▶ [Extracted text]
■ ■ ■ ■ ■
= Walter W. Marseille =

German-American psychoanalyst and graphologist

Walter William Marseille (born 1901) was a German-American psychoanalyst and graphologist. In 1948, he corresponded with Albert Einstein and Bertrand Russell, advocating world government.

==Life==
Walter Marseille was the son of Gustav Marseille, a leader in the progressive education movement. He studied psychology, mathematics, history, and philosophy at Heidelberg University, the University of Freiburg, and the Ludwig-Maximilians-Universität München. In 1926, he took a doctorate under Martin Heidegger at Marburg University. Further information is given by his friend Karl Löwith. From 1928 to 1933, Marseille followed the workshops (Arbeitsgemeinschaft) of Heinrich Jacoby in Berlin; his address was Dernburgstr. 34, Charlottenburg (Berlin). He later claimed to have broken with Heidegger in 1932 over Heidegger's refusal to condemn Nazism. Löwith tells us that Marseille left Germany in 1933, went to Vienna where he married a woman of Jewish origin, and then immigrated to the United States. He trained as a psychoanalyst at the Berlin Psychoanalytic Institute and the Vienna Psychoanalytic Society, and took Ruth Mack Brunswick as his training analyst.
■ ■ ■ ■ ■
▶ [Records for the exercise]
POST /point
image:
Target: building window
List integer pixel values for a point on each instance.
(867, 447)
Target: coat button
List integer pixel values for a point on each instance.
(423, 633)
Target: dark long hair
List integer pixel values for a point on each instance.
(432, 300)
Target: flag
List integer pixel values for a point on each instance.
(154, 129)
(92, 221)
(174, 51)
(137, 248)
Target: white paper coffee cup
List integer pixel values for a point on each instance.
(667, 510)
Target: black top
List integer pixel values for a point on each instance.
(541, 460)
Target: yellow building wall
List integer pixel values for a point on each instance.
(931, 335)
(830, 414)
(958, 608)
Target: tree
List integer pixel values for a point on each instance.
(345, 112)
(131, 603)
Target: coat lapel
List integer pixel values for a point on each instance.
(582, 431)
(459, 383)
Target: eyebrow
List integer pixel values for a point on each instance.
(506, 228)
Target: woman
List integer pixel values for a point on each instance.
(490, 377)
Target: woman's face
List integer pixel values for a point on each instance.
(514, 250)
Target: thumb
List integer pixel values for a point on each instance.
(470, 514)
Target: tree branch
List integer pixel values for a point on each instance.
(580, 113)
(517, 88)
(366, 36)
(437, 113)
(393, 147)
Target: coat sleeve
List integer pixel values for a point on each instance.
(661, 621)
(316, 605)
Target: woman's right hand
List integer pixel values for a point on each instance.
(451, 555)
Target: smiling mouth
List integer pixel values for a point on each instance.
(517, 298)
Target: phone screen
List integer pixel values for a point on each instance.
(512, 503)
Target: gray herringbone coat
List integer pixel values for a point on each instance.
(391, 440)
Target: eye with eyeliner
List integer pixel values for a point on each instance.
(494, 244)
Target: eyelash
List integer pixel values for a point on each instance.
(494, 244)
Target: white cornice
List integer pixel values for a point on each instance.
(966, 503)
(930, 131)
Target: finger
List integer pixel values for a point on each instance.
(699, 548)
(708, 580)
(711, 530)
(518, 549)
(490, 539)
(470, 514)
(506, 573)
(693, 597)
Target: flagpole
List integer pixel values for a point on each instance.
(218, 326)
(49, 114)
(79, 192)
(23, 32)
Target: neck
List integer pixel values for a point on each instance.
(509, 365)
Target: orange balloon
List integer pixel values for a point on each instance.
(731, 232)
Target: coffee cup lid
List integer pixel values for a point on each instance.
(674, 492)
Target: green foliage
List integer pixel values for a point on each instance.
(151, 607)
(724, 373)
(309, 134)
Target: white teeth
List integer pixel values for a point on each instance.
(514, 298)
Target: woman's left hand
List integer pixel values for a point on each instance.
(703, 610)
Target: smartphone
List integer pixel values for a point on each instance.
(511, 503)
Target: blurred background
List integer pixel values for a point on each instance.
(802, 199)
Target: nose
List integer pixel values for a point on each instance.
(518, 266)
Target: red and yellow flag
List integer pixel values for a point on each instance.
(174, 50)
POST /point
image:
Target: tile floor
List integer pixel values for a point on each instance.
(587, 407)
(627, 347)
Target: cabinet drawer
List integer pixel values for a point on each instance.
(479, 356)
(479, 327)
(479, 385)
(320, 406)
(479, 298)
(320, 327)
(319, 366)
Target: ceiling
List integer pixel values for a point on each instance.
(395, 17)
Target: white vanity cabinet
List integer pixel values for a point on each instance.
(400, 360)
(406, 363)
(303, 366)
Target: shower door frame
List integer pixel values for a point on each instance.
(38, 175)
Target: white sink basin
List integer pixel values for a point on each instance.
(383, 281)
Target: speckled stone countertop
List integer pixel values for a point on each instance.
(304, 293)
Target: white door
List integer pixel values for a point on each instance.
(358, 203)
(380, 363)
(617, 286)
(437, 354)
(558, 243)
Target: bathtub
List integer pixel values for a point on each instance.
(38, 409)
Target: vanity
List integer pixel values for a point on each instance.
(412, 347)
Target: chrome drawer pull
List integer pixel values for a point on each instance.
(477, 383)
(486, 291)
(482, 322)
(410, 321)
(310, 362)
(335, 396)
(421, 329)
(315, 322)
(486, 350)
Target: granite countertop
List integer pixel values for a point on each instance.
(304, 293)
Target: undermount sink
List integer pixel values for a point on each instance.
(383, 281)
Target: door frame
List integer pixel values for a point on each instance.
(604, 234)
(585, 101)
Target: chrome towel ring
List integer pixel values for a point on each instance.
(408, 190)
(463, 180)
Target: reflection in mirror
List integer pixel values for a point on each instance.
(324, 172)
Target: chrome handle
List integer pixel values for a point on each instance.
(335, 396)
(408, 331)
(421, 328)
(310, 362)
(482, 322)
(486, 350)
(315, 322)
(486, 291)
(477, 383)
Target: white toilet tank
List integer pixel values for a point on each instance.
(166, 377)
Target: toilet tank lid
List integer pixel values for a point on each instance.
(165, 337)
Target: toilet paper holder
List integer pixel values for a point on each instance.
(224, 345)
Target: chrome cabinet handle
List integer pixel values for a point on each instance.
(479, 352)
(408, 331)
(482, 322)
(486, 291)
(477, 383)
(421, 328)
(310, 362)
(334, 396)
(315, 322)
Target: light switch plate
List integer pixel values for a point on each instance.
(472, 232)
■ ■ ■ ■ ■
▶ [Work to do]
**A)** According to the Walter Marseille article, under whom did Marseille earn his doctorate in 1926?
**B)** Locate every line in the records containing the word "coffee" and copy each of those lines.

▶ [Replies]
**A)** He earned it under Martin Heidegger at Marburg University.

**B)**
Target: white paper coffee cup
Target: coffee cup lid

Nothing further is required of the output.